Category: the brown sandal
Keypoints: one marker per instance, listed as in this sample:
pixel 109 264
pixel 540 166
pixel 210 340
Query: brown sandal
# # # # #
Can you quote the data above word for word, keeping every line as it appears?

ANSWER TO THE TASK:
Category: the brown sandal
Keypoints: one marker per instance, listed as in this sample:
pixel 109 264
pixel 540 166
pixel 210 340
Query: brown sandal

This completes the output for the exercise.